Location identification entries:
>> Start
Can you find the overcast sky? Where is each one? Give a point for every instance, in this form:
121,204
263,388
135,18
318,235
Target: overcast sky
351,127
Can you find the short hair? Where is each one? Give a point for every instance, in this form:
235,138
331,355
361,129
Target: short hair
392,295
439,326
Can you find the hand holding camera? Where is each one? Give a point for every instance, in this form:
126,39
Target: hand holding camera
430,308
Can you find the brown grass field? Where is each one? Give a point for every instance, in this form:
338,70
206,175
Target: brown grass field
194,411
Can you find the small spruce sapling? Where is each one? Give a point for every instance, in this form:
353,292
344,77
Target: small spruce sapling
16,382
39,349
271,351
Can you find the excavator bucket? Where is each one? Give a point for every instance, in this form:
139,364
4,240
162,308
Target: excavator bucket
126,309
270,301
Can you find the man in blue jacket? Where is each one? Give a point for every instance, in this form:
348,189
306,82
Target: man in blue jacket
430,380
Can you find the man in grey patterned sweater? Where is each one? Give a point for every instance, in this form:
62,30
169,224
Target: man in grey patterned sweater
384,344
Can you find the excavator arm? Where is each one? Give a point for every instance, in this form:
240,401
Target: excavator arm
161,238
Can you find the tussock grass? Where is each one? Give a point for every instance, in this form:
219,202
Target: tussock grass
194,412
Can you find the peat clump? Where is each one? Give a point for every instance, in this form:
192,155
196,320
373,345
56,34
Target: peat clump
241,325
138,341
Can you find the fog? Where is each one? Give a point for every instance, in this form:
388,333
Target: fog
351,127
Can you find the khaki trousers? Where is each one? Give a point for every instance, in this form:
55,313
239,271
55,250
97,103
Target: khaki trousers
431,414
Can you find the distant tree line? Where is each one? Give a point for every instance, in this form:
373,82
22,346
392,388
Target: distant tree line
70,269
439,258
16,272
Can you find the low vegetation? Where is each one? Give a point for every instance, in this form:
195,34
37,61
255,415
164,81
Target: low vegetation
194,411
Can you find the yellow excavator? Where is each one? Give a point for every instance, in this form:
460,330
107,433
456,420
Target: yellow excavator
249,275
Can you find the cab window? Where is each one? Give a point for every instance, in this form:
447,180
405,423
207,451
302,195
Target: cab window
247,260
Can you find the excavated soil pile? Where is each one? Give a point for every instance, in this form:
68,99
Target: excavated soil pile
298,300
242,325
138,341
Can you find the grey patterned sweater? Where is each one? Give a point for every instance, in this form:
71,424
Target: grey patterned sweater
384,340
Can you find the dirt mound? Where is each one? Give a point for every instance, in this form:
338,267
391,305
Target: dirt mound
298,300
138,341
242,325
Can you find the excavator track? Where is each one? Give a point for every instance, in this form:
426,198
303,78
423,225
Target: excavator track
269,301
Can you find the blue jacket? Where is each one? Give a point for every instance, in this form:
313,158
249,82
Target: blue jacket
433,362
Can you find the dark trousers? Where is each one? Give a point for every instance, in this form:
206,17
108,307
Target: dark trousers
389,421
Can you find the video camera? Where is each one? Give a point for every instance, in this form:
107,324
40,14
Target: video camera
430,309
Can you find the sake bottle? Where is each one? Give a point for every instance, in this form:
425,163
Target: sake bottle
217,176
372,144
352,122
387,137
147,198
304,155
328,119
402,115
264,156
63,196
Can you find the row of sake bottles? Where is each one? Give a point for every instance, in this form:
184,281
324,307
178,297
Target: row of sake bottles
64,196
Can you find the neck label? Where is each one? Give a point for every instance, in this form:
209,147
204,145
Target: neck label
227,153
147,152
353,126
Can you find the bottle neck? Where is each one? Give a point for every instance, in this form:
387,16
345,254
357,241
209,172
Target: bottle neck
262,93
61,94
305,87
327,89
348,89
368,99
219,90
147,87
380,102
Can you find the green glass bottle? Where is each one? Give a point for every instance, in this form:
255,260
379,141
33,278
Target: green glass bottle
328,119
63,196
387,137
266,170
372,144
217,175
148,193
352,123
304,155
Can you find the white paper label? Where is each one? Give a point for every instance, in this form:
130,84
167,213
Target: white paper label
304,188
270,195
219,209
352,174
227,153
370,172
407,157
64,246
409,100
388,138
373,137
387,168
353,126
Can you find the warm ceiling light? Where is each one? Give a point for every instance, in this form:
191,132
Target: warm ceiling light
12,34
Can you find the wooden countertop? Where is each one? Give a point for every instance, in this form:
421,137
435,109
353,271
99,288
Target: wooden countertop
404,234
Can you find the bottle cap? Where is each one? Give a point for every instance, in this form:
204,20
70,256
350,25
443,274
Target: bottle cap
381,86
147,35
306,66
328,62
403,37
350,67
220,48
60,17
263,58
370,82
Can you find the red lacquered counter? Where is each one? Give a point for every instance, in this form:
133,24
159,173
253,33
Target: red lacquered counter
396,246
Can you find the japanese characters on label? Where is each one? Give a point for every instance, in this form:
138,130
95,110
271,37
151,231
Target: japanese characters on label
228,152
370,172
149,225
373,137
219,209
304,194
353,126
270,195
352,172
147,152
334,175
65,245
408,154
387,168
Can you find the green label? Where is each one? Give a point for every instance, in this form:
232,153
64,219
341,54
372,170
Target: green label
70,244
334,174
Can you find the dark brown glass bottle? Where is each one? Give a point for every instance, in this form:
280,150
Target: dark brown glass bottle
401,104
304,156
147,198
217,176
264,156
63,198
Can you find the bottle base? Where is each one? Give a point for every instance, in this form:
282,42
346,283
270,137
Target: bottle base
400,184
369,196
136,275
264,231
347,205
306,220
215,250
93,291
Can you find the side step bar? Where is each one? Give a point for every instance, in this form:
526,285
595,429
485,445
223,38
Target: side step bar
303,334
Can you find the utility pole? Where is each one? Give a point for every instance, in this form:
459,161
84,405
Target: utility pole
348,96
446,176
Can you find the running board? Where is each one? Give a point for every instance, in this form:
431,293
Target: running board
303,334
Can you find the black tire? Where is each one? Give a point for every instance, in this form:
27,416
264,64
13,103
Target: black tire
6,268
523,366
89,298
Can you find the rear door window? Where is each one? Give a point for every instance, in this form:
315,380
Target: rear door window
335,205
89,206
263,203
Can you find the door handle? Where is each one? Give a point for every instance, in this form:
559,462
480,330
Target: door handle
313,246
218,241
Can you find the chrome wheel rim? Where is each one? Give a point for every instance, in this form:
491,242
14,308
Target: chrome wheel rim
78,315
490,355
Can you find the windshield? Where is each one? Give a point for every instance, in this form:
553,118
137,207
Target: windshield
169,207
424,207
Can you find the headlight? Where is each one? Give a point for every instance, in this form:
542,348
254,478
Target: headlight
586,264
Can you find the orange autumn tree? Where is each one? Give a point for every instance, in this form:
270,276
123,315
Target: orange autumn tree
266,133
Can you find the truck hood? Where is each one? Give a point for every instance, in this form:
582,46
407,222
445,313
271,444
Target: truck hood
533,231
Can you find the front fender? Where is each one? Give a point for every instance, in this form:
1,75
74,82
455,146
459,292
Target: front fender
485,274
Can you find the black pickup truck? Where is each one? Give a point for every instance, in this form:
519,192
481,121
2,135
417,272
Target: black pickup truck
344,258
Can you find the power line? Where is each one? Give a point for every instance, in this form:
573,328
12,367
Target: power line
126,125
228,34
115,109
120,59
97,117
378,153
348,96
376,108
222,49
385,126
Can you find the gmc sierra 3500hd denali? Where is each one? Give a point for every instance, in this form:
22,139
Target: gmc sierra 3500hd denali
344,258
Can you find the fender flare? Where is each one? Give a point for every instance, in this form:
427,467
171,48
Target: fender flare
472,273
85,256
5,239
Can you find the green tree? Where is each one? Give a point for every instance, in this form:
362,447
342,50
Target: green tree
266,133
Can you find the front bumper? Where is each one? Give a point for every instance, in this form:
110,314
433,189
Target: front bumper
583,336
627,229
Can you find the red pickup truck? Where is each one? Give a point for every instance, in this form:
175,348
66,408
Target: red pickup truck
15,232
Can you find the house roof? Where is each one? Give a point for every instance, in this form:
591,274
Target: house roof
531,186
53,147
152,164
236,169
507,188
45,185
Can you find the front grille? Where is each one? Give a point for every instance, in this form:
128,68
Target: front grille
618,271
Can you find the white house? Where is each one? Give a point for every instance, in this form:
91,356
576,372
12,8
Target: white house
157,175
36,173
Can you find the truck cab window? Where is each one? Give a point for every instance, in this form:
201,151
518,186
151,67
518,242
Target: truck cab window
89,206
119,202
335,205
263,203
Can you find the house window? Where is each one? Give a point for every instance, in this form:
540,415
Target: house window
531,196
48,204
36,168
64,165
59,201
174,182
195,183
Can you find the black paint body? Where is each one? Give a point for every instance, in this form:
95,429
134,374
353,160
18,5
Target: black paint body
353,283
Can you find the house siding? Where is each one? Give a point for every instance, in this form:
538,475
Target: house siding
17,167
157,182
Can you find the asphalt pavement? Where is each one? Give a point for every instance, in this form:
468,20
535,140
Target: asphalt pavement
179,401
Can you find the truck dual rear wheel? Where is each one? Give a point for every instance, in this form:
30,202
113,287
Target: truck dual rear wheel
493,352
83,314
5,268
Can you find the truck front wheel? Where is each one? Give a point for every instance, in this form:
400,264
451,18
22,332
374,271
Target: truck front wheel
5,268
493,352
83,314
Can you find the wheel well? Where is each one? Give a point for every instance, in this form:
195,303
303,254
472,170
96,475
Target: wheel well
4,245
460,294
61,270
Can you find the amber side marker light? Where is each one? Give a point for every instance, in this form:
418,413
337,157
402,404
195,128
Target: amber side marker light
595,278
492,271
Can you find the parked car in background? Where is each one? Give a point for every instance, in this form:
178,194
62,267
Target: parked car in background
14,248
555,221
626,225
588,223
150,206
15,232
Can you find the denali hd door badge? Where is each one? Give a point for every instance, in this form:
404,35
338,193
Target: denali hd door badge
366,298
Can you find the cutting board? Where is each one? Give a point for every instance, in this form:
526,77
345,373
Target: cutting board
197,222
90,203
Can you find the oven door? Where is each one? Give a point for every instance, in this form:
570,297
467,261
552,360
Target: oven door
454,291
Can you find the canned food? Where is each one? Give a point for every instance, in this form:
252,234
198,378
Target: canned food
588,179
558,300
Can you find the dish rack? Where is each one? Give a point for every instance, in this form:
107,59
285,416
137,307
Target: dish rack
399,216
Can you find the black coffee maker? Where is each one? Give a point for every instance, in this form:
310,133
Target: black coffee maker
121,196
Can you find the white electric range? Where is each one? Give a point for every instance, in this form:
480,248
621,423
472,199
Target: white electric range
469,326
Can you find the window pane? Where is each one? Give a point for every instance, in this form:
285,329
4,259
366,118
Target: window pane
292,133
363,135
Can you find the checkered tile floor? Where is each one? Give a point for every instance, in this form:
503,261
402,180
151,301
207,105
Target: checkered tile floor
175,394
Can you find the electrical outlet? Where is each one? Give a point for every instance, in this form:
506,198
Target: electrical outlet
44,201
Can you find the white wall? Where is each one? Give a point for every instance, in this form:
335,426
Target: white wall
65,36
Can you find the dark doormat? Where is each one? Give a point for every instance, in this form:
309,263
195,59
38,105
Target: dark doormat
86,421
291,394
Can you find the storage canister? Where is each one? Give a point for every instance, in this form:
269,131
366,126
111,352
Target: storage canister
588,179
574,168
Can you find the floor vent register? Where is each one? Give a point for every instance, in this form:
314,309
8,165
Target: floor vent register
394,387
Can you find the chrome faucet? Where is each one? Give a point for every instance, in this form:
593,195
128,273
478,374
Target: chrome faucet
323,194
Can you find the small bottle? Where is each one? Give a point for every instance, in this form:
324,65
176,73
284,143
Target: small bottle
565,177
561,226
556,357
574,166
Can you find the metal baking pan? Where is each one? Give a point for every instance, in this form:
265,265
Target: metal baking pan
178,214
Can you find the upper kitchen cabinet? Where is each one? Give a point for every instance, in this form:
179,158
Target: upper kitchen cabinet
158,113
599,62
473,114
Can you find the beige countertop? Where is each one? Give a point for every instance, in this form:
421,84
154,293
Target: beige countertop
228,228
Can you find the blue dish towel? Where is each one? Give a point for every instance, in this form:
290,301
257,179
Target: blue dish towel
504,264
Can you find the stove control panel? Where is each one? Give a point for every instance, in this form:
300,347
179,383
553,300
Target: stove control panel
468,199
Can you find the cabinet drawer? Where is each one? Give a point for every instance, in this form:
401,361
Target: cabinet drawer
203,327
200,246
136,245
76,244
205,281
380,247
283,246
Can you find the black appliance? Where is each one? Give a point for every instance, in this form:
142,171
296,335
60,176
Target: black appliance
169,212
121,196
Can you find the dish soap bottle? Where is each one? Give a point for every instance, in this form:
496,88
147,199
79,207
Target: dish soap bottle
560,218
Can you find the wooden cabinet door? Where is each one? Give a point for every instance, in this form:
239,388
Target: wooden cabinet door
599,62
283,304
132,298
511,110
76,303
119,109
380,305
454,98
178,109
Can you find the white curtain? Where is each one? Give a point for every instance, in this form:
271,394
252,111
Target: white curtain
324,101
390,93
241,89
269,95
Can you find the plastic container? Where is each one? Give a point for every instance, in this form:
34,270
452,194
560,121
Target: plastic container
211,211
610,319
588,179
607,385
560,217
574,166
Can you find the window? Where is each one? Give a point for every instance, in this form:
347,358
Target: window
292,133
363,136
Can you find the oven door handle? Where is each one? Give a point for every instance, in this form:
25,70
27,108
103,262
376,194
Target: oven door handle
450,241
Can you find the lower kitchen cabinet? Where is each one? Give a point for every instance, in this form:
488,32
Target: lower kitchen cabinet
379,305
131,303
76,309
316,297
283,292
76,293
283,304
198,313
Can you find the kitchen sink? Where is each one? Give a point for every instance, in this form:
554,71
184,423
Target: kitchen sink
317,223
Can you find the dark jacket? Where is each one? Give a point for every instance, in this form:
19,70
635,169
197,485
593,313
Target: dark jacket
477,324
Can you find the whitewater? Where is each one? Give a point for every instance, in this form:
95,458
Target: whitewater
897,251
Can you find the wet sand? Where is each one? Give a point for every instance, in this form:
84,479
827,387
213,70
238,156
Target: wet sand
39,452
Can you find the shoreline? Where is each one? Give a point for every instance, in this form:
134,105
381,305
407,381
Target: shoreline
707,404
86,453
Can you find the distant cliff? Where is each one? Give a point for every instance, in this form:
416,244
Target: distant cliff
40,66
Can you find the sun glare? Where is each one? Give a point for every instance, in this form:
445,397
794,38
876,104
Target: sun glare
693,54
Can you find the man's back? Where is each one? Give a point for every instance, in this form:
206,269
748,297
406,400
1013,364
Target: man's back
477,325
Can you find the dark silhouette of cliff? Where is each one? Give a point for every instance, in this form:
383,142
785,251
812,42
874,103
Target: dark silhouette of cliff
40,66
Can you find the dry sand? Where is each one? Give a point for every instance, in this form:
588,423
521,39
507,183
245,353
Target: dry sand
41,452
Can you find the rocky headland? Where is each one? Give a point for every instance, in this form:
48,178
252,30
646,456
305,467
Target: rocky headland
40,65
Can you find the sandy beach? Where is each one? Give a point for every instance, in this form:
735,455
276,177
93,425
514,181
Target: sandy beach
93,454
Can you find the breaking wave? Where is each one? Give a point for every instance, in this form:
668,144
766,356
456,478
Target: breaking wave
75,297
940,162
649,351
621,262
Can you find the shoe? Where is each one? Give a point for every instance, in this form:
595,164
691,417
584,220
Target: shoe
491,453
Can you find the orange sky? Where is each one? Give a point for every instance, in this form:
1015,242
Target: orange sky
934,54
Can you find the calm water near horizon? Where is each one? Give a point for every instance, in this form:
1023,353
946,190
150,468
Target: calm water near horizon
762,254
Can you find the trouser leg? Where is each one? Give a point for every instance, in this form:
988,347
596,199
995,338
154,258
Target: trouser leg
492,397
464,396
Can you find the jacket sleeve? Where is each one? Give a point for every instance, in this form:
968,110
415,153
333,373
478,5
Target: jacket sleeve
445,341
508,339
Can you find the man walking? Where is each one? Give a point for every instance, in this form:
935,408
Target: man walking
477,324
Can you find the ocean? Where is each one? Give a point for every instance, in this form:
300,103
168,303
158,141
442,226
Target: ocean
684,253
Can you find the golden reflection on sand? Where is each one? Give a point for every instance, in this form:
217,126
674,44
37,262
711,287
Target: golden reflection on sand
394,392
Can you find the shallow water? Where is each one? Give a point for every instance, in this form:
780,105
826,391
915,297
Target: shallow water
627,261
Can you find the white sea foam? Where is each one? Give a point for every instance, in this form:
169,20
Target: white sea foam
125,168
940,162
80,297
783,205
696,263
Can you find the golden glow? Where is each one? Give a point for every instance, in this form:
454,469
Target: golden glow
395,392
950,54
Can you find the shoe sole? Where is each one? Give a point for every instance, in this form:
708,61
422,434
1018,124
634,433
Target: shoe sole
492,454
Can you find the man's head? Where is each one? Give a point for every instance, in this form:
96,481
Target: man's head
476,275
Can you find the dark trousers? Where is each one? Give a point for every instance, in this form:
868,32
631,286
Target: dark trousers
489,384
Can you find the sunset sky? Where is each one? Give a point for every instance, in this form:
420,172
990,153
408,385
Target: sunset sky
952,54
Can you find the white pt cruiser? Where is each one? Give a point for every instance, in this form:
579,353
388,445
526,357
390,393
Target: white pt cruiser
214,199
>> End
> TASK REQUIREMENTS: Beginning at the line that holds "Can you find the jacket", write out word for word each line through the end of the records.

> ANSWER:
Can you find the jacket sleeve? Where is each one? Give a point for every instance, in this form:
968,110
415,153
333,373
478,5
Target: jacket sleeve
445,341
508,339
Can you find the man walking? Where is each one? Give a point for every instance, in this form:
935,408
Target: man walking
477,324
Can you find the ocean? Where is each one? Give a point for every instance, in this form:
300,103
168,303
158,141
442,226
Target: ocean
684,253
Can you find the golden reflection on sand? Where is each one? Give a point for every instance, in this form:
217,126
674,44
37,262
711,287
Target: golden reflection on sand
394,392
Can you find the shallow water? Where is each one? Give a point for every instance, in this form:
780,105
826,391
915,297
Target: shallow water
627,261
Can you find the white sea foam? Where is each one? Give a point for every instance, in this form:
169,20
Target: white sea foam
125,168
940,162
80,297
783,205
696,263
Can you find the golden glow? Where is each one? Give a point for every instance, in this form:
454,469
Target: golden glow
395,392
950,54
Can you find the shoe sole? Where is each one? Give a point for every instance, in this form:
708,61
422,434
1018,124
634,433
Target: shoe sole
492,454
Can you find the man's head? Where is each one? Give a point for every instance, in this form:
96,481
Target: man's head
476,275
Can you find the dark trousers? Where is each one? Give a point for every instance, in this form:
868,32
631,286
Target: dark trousers
489,384
Can you find the sunset sky? Where is each one? Give a point for every instance, in this form:
420,172
990,153
408,385
Target: sunset sky
952,54
Can you find the white pt cruiser? Where is each one? Give a point for every instance, in this form:
579,353
388,445
526,357
390,393
Target: white pt cruiser
214,199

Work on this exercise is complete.